→ Brief
Return every line in the records below that contains the word "denim". Letter case counts.

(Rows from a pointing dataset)

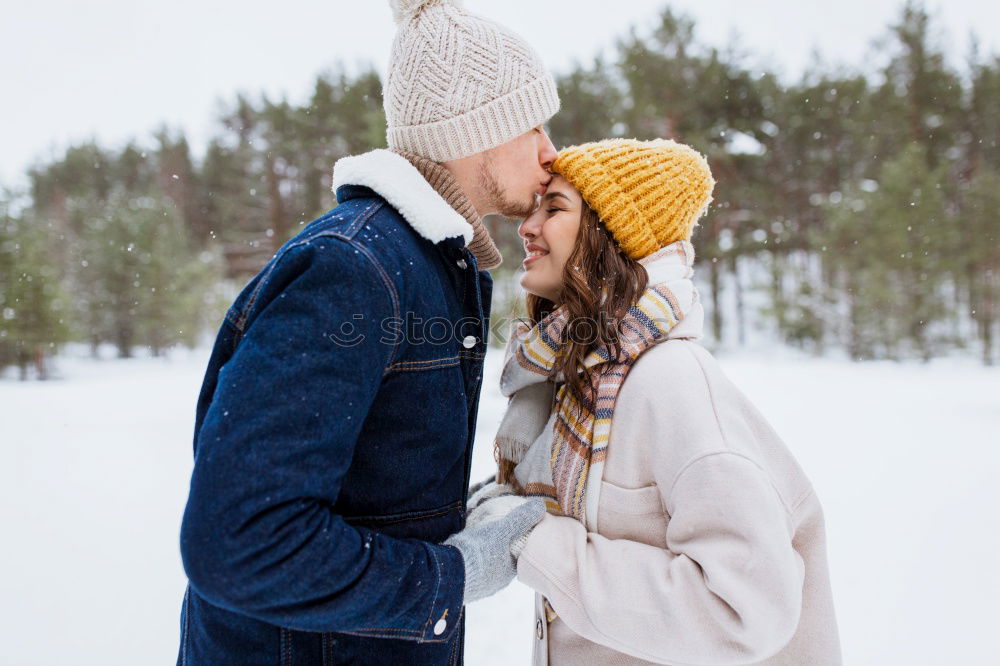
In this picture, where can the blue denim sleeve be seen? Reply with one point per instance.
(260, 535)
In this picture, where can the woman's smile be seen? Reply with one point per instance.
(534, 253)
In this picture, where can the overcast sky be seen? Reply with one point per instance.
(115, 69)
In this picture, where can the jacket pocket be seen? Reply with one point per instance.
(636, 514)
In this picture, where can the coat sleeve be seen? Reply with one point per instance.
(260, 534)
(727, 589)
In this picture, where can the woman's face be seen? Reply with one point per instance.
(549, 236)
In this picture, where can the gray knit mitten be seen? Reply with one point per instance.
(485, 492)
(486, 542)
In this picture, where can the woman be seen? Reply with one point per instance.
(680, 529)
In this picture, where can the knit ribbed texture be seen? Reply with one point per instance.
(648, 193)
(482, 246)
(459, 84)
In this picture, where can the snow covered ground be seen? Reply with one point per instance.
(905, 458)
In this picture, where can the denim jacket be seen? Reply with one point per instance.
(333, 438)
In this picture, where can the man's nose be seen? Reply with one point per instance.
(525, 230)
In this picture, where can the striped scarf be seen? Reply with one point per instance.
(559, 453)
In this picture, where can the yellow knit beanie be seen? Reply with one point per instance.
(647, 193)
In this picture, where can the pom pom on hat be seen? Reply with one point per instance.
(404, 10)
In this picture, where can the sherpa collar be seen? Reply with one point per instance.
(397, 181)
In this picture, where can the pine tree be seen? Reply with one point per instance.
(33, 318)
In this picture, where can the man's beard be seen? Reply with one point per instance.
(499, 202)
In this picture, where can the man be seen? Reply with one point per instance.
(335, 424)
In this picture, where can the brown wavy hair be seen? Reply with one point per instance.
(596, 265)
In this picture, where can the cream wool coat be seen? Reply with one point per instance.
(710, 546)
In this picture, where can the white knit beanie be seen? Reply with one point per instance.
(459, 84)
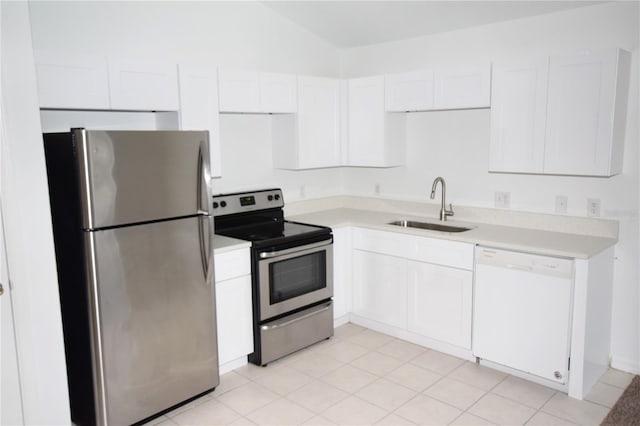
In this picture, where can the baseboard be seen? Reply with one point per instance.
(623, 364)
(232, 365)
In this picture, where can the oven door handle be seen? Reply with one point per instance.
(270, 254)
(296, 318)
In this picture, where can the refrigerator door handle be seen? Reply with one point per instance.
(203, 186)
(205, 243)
...
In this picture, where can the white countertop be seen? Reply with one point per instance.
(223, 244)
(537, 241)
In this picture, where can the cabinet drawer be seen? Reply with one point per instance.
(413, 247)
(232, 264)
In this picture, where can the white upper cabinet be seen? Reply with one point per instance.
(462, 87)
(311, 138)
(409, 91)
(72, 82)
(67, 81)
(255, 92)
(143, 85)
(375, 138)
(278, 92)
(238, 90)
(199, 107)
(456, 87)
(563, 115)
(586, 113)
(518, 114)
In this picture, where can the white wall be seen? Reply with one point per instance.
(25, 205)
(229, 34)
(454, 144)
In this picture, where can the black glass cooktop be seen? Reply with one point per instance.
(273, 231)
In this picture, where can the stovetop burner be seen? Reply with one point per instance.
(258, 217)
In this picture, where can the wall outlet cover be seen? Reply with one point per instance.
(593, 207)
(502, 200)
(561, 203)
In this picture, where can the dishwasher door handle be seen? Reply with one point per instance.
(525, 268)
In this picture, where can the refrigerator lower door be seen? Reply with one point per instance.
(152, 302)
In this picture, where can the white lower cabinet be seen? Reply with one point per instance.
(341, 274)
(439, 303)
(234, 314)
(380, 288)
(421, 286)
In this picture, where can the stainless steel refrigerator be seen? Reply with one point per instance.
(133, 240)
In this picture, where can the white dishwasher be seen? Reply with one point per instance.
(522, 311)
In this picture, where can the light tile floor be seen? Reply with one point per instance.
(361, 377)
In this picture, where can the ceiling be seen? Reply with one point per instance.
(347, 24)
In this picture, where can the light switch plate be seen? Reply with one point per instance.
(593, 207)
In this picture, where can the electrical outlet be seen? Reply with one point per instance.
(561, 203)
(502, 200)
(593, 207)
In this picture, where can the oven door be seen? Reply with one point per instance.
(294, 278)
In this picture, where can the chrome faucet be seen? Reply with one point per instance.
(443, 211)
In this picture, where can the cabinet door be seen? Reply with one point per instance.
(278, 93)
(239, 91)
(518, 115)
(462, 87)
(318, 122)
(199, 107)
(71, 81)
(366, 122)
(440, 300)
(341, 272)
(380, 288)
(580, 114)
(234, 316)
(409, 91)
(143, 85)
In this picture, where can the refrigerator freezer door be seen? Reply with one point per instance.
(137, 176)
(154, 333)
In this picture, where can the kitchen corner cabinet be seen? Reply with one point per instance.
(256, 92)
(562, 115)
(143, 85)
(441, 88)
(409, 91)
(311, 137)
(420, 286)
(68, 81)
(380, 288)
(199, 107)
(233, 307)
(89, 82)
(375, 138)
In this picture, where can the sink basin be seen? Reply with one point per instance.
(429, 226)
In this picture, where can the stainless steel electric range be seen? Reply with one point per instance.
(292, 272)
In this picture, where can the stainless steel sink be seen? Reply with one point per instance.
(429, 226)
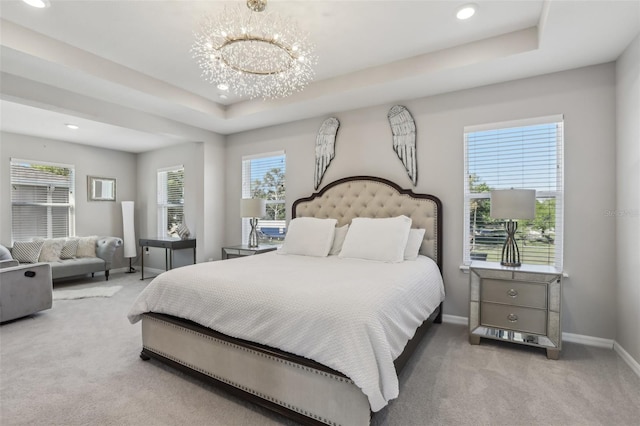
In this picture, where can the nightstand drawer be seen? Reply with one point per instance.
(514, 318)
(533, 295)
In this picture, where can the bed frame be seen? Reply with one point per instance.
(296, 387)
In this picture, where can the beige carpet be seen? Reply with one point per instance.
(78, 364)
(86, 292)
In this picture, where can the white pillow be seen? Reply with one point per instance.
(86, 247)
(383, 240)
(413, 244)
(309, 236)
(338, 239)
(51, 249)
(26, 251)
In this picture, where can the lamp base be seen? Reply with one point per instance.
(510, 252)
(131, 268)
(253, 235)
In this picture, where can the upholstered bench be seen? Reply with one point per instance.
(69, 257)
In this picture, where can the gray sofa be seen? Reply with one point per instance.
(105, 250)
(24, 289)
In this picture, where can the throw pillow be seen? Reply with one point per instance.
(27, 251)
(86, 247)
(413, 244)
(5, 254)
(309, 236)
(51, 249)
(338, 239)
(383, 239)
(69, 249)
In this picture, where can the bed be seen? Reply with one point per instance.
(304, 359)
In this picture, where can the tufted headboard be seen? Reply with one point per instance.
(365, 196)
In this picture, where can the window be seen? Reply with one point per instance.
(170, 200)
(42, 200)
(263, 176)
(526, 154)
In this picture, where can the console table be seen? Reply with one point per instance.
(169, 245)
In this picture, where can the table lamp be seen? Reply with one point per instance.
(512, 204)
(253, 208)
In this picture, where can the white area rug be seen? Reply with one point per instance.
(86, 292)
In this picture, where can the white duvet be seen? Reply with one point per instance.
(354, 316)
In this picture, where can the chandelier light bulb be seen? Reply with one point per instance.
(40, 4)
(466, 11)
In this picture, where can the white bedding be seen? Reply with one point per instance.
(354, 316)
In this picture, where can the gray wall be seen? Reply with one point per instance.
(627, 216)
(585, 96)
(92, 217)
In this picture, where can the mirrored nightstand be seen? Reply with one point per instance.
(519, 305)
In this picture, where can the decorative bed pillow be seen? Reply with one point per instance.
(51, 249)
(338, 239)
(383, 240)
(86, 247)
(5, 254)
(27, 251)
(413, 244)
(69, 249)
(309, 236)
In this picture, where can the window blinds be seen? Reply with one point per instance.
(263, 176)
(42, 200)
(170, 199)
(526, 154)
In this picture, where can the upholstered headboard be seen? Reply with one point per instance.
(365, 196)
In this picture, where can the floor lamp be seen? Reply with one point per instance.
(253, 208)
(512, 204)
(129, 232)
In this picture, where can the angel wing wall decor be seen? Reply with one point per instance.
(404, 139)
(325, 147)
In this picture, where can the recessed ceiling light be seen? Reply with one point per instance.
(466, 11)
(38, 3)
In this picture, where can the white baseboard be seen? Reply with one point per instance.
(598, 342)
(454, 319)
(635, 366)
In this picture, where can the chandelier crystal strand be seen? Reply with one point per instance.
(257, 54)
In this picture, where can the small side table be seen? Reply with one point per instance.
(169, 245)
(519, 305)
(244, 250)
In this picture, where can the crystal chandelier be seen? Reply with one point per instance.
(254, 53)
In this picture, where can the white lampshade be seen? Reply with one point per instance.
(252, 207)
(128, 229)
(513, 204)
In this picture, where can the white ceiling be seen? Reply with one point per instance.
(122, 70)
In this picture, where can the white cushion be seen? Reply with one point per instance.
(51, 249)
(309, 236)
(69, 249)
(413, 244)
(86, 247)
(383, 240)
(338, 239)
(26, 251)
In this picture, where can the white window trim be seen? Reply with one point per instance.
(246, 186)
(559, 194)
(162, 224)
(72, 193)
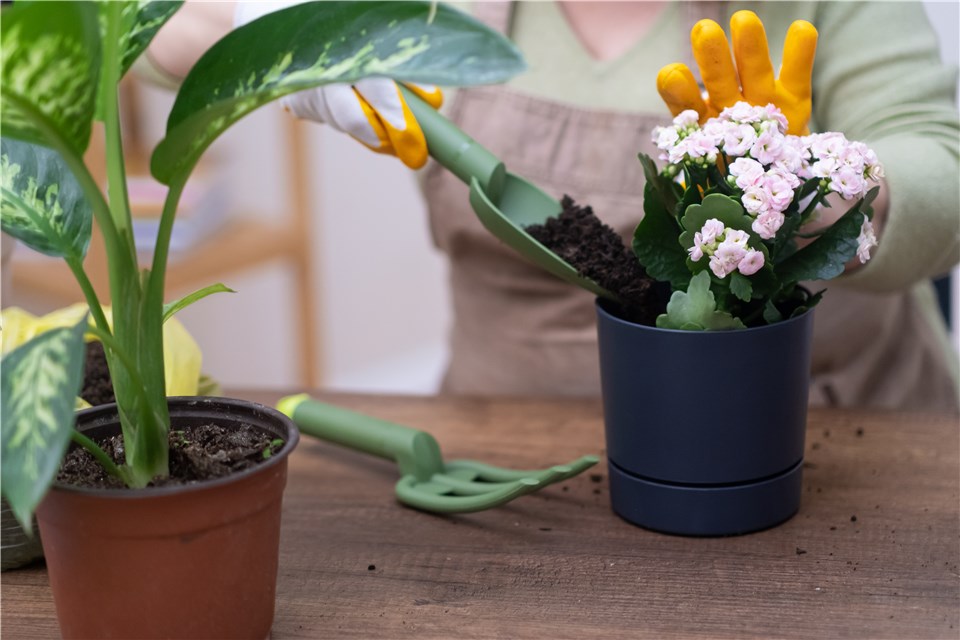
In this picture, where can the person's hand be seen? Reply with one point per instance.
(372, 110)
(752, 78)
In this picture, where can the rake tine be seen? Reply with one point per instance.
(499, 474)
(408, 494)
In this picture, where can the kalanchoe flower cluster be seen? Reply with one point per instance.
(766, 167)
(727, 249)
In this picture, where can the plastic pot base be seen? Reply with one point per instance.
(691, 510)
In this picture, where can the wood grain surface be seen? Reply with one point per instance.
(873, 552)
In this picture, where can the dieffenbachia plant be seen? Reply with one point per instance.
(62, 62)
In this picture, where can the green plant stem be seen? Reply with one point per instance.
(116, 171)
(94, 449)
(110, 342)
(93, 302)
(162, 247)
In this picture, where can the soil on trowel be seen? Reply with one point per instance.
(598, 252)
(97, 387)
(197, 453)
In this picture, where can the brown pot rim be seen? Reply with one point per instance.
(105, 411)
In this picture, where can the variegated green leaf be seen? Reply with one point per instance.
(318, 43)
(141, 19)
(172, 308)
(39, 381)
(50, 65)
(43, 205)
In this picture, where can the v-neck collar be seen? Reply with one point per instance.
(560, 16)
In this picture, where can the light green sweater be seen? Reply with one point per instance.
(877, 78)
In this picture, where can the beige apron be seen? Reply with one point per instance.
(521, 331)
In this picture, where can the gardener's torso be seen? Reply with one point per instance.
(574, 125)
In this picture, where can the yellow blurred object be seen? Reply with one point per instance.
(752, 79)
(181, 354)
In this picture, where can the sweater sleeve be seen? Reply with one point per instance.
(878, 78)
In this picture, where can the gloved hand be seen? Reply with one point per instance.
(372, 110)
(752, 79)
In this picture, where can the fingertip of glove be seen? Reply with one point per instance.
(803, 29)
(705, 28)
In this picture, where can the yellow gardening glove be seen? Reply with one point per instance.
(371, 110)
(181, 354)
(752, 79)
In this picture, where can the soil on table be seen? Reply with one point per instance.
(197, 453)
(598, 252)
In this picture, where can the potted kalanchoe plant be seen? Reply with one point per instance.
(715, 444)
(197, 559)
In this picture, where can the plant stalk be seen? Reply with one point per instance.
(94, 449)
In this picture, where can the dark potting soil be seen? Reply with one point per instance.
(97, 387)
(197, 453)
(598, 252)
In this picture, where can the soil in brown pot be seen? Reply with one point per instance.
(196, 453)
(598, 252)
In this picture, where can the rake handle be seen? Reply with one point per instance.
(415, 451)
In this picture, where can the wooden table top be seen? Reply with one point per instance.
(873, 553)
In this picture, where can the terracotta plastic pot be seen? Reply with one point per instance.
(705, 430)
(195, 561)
==
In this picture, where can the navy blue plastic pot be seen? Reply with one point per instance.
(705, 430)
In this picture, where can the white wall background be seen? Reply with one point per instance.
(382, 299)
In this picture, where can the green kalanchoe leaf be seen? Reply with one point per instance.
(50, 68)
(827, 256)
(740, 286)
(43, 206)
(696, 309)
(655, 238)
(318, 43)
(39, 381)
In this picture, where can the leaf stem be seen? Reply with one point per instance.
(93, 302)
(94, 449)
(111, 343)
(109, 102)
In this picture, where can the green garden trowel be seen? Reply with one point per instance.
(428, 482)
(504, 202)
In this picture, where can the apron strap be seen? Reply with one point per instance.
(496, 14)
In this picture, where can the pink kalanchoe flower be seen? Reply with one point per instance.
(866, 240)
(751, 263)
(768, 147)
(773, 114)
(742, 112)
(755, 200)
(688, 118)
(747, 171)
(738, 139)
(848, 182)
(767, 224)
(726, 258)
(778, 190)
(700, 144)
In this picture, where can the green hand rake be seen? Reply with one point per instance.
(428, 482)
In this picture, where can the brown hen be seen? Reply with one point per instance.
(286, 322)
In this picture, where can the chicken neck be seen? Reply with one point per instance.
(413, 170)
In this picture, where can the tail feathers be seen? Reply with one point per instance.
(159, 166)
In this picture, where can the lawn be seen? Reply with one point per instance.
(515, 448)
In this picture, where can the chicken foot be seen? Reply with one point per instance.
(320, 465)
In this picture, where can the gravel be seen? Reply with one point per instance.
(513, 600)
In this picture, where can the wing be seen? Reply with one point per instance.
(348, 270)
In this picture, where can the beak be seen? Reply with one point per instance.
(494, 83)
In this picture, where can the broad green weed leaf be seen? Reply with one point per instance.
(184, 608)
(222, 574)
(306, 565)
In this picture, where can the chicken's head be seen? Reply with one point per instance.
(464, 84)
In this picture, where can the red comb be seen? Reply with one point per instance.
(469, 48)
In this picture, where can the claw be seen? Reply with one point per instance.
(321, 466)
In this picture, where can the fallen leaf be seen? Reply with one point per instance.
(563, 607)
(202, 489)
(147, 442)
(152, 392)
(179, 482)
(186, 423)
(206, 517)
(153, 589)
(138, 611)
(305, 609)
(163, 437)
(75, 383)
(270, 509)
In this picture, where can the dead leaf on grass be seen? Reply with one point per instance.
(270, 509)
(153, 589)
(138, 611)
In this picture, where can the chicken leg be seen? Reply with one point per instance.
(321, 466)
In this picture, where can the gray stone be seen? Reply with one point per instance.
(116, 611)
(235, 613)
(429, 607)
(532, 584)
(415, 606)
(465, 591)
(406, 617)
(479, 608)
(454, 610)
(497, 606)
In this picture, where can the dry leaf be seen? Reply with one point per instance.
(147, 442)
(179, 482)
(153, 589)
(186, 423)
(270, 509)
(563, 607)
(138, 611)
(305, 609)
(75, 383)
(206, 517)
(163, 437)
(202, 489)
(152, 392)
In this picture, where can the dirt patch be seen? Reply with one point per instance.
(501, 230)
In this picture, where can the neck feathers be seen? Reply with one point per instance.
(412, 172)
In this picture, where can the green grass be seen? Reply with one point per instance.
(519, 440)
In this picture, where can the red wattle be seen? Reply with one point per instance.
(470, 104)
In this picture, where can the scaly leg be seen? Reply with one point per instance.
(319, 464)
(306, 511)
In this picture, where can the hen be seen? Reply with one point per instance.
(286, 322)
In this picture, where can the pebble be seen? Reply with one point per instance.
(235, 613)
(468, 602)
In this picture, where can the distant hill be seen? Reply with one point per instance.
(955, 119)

→ Output below
In this picture, where can the blue denim sleeve be seen? Reply with one point per instance.
In this picture, where can the denim jacket be seen? Reply with one point per instance.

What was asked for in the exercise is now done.